_OBJECTIVE_. Express everything below, from the line containing "point: still water" down to the line containing "column 264, row 130", as a two-column CSV with the headers input and output. Write one CSV line per row, placing the row's text and its answer each in a single quoted field, with line breaks turned into spaces.

_INPUT_.
= = =
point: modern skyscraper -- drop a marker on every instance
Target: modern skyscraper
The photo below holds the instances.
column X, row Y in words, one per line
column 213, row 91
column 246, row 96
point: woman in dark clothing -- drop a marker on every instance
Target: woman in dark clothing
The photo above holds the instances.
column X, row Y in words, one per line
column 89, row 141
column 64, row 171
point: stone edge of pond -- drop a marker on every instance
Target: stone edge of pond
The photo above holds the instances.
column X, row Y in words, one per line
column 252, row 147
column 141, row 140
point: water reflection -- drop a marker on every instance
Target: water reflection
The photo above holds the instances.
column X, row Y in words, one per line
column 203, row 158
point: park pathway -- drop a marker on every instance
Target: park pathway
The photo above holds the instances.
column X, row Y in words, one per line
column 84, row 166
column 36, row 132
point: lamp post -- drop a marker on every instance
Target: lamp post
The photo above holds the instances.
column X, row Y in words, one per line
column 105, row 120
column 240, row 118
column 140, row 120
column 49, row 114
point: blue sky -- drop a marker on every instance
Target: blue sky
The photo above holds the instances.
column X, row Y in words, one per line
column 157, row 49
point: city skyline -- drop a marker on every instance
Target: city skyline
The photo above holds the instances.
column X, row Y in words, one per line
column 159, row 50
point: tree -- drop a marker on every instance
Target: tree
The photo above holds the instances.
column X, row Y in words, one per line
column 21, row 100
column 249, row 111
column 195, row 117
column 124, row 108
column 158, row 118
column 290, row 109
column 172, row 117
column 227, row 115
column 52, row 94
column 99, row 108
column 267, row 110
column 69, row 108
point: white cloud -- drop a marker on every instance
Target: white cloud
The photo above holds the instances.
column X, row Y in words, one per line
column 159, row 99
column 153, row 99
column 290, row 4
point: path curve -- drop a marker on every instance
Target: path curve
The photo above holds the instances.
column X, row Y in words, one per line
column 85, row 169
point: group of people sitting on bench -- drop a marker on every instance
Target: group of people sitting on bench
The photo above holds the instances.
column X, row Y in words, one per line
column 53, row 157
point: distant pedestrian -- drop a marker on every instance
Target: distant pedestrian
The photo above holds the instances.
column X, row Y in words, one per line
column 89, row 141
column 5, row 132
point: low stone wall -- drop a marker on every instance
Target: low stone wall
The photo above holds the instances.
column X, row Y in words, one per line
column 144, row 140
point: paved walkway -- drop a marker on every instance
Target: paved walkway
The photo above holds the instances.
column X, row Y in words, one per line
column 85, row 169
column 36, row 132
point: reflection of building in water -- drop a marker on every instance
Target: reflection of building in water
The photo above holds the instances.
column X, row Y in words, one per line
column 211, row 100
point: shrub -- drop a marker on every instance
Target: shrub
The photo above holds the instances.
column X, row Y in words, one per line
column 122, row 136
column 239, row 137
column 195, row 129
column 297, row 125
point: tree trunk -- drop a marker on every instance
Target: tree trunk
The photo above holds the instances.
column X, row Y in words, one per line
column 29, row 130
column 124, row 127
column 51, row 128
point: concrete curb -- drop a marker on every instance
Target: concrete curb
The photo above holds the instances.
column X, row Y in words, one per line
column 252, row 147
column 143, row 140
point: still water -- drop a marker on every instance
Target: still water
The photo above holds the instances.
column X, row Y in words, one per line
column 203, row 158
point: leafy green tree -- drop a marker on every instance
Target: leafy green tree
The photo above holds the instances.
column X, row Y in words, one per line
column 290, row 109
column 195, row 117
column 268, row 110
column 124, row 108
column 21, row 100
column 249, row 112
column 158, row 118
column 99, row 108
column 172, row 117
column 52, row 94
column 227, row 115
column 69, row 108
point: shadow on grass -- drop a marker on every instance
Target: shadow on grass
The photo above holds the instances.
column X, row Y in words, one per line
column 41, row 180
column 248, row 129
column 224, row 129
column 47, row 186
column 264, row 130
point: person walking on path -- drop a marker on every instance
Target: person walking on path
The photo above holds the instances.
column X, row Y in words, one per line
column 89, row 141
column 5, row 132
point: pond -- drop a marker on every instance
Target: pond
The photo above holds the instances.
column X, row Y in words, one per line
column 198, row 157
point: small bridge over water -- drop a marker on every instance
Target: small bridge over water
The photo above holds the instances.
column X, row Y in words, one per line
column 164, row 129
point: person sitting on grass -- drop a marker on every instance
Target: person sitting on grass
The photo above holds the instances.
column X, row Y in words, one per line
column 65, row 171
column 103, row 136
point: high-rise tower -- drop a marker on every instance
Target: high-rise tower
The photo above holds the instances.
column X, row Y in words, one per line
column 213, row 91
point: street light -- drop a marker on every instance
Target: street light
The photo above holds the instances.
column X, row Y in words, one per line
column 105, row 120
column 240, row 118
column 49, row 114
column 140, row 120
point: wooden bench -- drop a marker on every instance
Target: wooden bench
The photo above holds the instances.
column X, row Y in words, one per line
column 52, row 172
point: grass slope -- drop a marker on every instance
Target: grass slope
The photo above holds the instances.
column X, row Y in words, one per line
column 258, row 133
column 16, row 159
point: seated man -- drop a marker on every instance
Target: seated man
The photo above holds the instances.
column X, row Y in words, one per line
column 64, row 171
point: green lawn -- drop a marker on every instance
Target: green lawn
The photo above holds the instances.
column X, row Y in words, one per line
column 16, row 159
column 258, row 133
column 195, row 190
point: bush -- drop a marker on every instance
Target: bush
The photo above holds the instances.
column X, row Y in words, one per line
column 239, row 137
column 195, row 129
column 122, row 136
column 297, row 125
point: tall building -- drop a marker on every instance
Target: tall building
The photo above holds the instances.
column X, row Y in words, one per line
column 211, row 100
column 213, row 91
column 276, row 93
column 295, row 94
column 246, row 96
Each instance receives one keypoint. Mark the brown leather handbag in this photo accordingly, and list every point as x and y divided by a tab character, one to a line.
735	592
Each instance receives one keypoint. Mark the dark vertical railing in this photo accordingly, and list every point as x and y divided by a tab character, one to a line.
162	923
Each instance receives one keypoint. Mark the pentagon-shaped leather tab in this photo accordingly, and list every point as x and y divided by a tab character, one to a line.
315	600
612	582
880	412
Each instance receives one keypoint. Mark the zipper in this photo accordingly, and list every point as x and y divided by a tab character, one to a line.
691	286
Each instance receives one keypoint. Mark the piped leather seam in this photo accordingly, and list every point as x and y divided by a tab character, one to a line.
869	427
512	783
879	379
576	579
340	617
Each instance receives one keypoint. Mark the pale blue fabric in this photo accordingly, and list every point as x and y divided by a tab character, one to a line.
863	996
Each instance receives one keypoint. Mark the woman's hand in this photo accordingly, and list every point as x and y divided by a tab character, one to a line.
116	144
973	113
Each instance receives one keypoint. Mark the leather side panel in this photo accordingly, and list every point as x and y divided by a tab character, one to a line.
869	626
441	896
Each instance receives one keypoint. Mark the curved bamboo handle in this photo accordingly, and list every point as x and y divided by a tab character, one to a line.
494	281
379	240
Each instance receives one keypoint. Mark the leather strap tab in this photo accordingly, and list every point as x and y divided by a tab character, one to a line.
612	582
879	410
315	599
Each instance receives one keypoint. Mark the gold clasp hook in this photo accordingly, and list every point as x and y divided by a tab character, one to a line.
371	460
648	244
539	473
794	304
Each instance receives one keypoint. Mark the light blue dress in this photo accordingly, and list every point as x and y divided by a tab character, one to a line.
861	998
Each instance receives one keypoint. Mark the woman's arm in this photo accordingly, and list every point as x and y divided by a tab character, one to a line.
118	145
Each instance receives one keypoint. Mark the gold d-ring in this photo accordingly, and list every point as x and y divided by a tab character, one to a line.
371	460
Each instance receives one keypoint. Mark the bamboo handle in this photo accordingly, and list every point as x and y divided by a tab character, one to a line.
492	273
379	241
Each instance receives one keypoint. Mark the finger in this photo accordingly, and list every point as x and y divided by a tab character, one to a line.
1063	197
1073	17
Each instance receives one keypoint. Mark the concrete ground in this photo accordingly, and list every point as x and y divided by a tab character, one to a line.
= = =
_ANSWER TO THE EXERCISE_.
input,output
"point: still water -- drop a marker on every instance Target: still water The photo above holds the instances. column X, row Y in words, one per line","column 203, row 158"
"point: leafy green tree -- drop a marker on every instance Target: leafy green tree The photo above holds the instances. column X, row Y in words, one per line","column 290, row 109 column 195, row 117 column 268, row 110 column 124, row 108 column 21, row 100 column 249, row 112 column 158, row 118 column 99, row 108 column 172, row 117 column 52, row 94 column 227, row 115 column 69, row 108"
"point: shadow on grass -- drop a marker on every instance Target: shadow on grass The photo above holds the instances. column X, row Y in words, one per line","column 41, row 180 column 248, row 129 column 224, row 129 column 47, row 186 column 264, row 130"